*YOUR TASK:* Write every entry out again exactly, please, and skip the pictures.

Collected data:

######

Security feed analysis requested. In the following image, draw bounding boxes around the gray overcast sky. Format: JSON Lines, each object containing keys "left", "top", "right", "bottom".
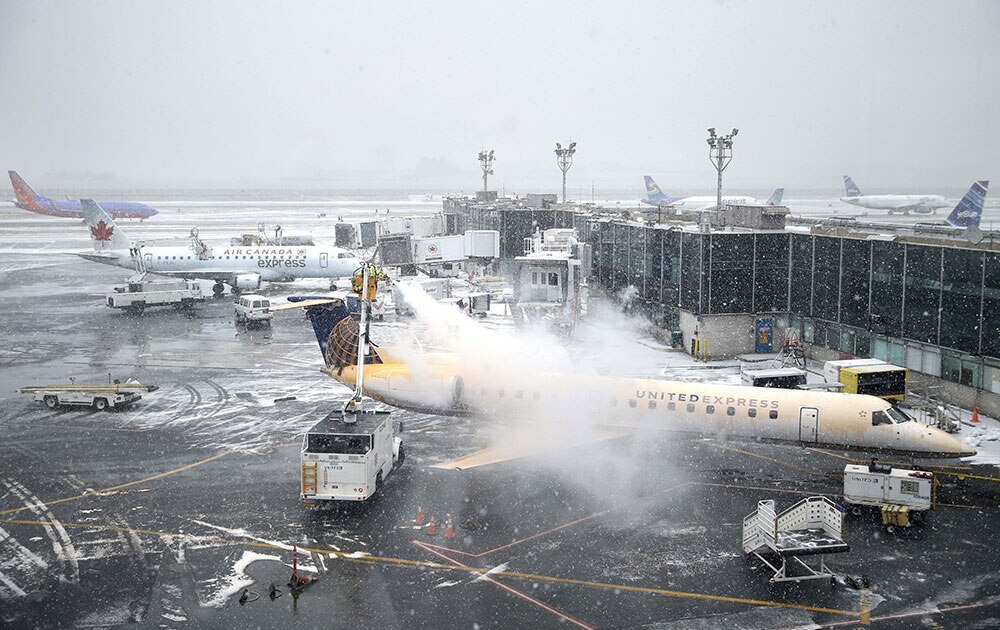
{"left": 2, "top": 0, "right": 998, "bottom": 193}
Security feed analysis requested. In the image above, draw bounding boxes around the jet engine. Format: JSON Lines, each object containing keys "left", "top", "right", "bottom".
{"left": 234, "top": 273, "right": 261, "bottom": 291}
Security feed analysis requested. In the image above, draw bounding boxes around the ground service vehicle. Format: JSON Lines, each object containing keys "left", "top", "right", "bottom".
{"left": 234, "top": 294, "right": 272, "bottom": 324}
{"left": 18, "top": 379, "right": 156, "bottom": 411}
{"left": 106, "top": 279, "right": 204, "bottom": 314}
{"left": 300, "top": 412, "right": 403, "bottom": 502}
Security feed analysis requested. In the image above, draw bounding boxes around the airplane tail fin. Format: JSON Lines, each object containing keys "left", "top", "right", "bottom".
{"left": 81, "top": 199, "right": 132, "bottom": 250}
{"left": 765, "top": 188, "right": 784, "bottom": 205}
{"left": 8, "top": 170, "right": 45, "bottom": 210}
{"left": 945, "top": 181, "right": 989, "bottom": 228}
{"left": 289, "top": 297, "right": 384, "bottom": 370}
{"left": 643, "top": 175, "right": 670, "bottom": 202}
{"left": 843, "top": 176, "right": 862, "bottom": 197}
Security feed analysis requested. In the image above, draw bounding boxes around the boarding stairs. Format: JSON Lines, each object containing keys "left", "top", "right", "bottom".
{"left": 128, "top": 245, "right": 149, "bottom": 282}
{"left": 742, "top": 496, "right": 848, "bottom": 583}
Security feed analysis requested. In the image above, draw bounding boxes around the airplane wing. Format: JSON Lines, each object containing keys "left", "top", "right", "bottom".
{"left": 270, "top": 298, "right": 340, "bottom": 312}
{"left": 431, "top": 427, "right": 630, "bottom": 470}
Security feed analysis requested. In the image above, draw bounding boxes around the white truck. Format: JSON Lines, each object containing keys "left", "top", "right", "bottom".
{"left": 843, "top": 462, "right": 933, "bottom": 530}
{"left": 18, "top": 379, "right": 156, "bottom": 411}
{"left": 300, "top": 412, "right": 403, "bottom": 503}
{"left": 106, "top": 279, "right": 204, "bottom": 314}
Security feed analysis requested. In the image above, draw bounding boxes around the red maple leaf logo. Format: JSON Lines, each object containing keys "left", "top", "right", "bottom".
{"left": 91, "top": 220, "right": 114, "bottom": 241}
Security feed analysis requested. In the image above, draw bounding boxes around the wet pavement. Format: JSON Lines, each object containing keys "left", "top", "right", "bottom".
{"left": 2, "top": 204, "right": 1000, "bottom": 629}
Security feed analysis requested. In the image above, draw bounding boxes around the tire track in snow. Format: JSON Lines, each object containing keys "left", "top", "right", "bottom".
{"left": 1, "top": 478, "right": 79, "bottom": 584}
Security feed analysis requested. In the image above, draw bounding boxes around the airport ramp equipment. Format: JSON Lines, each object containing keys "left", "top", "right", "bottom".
{"left": 742, "top": 496, "right": 848, "bottom": 583}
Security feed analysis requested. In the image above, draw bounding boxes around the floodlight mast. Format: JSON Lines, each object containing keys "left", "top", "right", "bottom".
{"left": 478, "top": 149, "right": 495, "bottom": 193}
{"left": 554, "top": 141, "right": 577, "bottom": 202}
{"left": 706, "top": 127, "right": 738, "bottom": 211}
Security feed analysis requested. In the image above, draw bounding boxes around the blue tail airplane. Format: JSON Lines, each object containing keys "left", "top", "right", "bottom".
{"left": 8, "top": 170, "right": 158, "bottom": 219}
{"left": 945, "top": 180, "right": 989, "bottom": 228}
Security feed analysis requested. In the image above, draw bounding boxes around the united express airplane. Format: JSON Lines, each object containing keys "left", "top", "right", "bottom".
{"left": 9, "top": 170, "right": 158, "bottom": 219}
{"left": 287, "top": 297, "right": 976, "bottom": 468}
{"left": 78, "top": 200, "right": 363, "bottom": 294}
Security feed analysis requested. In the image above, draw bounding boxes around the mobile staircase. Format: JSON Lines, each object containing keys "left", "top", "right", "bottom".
{"left": 742, "top": 496, "right": 848, "bottom": 583}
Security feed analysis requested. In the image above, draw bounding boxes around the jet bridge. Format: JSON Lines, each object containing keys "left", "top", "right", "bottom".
{"left": 742, "top": 496, "right": 848, "bottom": 583}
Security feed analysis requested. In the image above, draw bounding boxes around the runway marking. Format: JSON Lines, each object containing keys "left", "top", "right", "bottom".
{"left": 796, "top": 598, "right": 1000, "bottom": 628}
{"left": 707, "top": 442, "right": 824, "bottom": 475}
{"left": 0, "top": 450, "right": 236, "bottom": 517}
{"left": 2, "top": 517, "right": 862, "bottom": 619}
{"left": 413, "top": 540, "right": 597, "bottom": 630}
{"left": 421, "top": 482, "right": 692, "bottom": 559}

######

*THE ANSWER:*
Security feed analysis requested. In the following image, draw bounding boxes around the gray overcast sky. Format: JSON Lines, each object containing keys "left", "top", "right", "bottom".
{"left": 2, "top": 0, "right": 998, "bottom": 193}
Security feed analysis requested. In the image above, draw bounding boxes around the jet engine. Format: JSON Lines, each object containing keys "left", "top", "right", "bottom".
{"left": 234, "top": 273, "right": 261, "bottom": 291}
Security feed analysis requested. In the image above, draw bounding boxes around the ground service vehicle. Format: JSON Lines, each object containing keys "left", "top", "right", "bottom".
{"left": 234, "top": 294, "right": 272, "bottom": 324}
{"left": 18, "top": 379, "right": 156, "bottom": 411}
{"left": 106, "top": 279, "right": 204, "bottom": 314}
{"left": 300, "top": 412, "right": 403, "bottom": 502}
Security feed analysis requested. In the image above, draw bounding boxes around the airplane tail fin. Format: JSON Lines, each object containing keys "left", "top", "right", "bottom".
{"left": 81, "top": 199, "right": 132, "bottom": 250}
{"left": 765, "top": 188, "right": 784, "bottom": 205}
{"left": 8, "top": 170, "right": 45, "bottom": 210}
{"left": 945, "top": 181, "right": 989, "bottom": 228}
{"left": 289, "top": 297, "right": 384, "bottom": 370}
{"left": 643, "top": 175, "right": 670, "bottom": 202}
{"left": 843, "top": 176, "right": 862, "bottom": 197}
Security feed analysis requested. In the image above, draw bounding boxes around the boarding stairs. Format: JSON Lines, each object containing keys "left", "top", "right", "bottom".
{"left": 128, "top": 245, "right": 149, "bottom": 282}
{"left": 742, "top": 496, "right": 848, "bottom": 583}
Security feed analysis requested. In the image above, draw bounding boxes around the airplane wing. Format: JSON Lines, each object containing keys "left", "top", "right", "bottom".
{"left": 270, "top": 298, "right": 340, "bottom": 312}
{"left": 431, "top": 427, "right": 630, "bottom": 470}
Security feed analysis requested. In the image above, draw bounding boxes around the white truck. Format: JSON Lines, each object containing keys "left", "top", "right", "bottom".
{"left": 843, "top": 462, "right": 933, "bottom": 530}
{"left": 18, "top": 379, "right": 156, "bottom": 411}
{"left": 300, "top": 412, "right": 403, "bottom": 503}
{"left": 106, "top": 279, "right": 204, "bottom": 314}
Security feed analysis requested. In the image above, draw bounding boxes around the red maple leaf logo. Format: JSON Lines, each object containing keys "left", "top", "right", "bottom".
{"left": 91, "top": 220, "right": 114, "bottom": 241}
Security feed analysis requested. In the image above, draw bounding boxes around the wet pavement. Format: JSON Lines, each object containing keys "left", "top", "right", "bottom".
{"left": 2, "top": 204, "right": 1000, "bottom": 629}
Security feed analysis requested. In the image above, draw bounding boxes around the tire track in snow. Format: JSON Lines, each object containing keys "left", "top", "right", "bottom".
{"left": 1, "top": 478, "right": 79, "bottom": 584}
Security feed analysis requested. In the image above, draw bounding boxes around the airport ramp equipment. Format: JSON Lines, each object containing keys "left", "top", "right", "bottom".
{"left": 742, "top": 496, "right": 848, "bottom": 583}
Security feed analysis requested. In the image above, draw bounding boxes around the floodlight mast. Format: JSON Lines, each object containing keys "left", "top", "right", "bottom".
{"left": 478, "top": 149, "right": 495, "bottom": 193}
{"left": 554, "top": 141, "right": 577, "bottom": 202}
{"left": 706, "top": 127, "right": 738, "bottom": 211}
Security feed analysis requested. In the image above, draw bounding boxes around the blue tail airplane. Format: JSON Lines, each object containing keys "left", "top", "right", "bottom".
{"left": 8, "top": 170, "right": 158, "bottom": 219}
{"left": 945, "top": 180, "right": 989, "bottom": 228}
Security feed analysis requested. In the image above, draw bounding boxes around the united express airplane. Format: JSON Lines, each object containing keys "left", "top", "right", "bottom".
{"left": 9, "top": 170, "right": 158, "bottom": 219}
{"left": 287, "top": 297, "right": 976, "bottom": 468}
{"left": 78, "top": 200, "right": 363, "bottom": 294}
Security feed analysis requested. In the image above, draw bounding boxes around the mobile staircase. Format: JSON Lines, each object containing keys "left", "top", "right", "bottom".
{"left": 742, "top": 496, "right": 848, "bottom": 583}
Security feed analysis requested. In the image above, draw bounding boxes around the jet bridge. Format: JSON Lines, each object containing keys "left", "top", "right", "bottom".
{"left": 742, "top": 496, "right": 848, "bottom": 583}
Security feed analysis requested. In the image above, draw bounding boxes around the runway marking. Format: JSON Lines, each object containing keys "left", "top", "right", "bottom".
{"left": 796, "top": 598, "right": 1000, "bottom": 628}
{"left": 707, "top": 442, "right": 824, "bottom": 475}
{"left": 0, "top": 450, "right": 236, "bottom": 517}
{"left": 2, "top": 517, "right": 862, "bottom": 619}
{"left": 413, "top": 540, "right": 597, "bottom": 630}
{"left": 421, "top": 482, "right": 692, "bottom": 559}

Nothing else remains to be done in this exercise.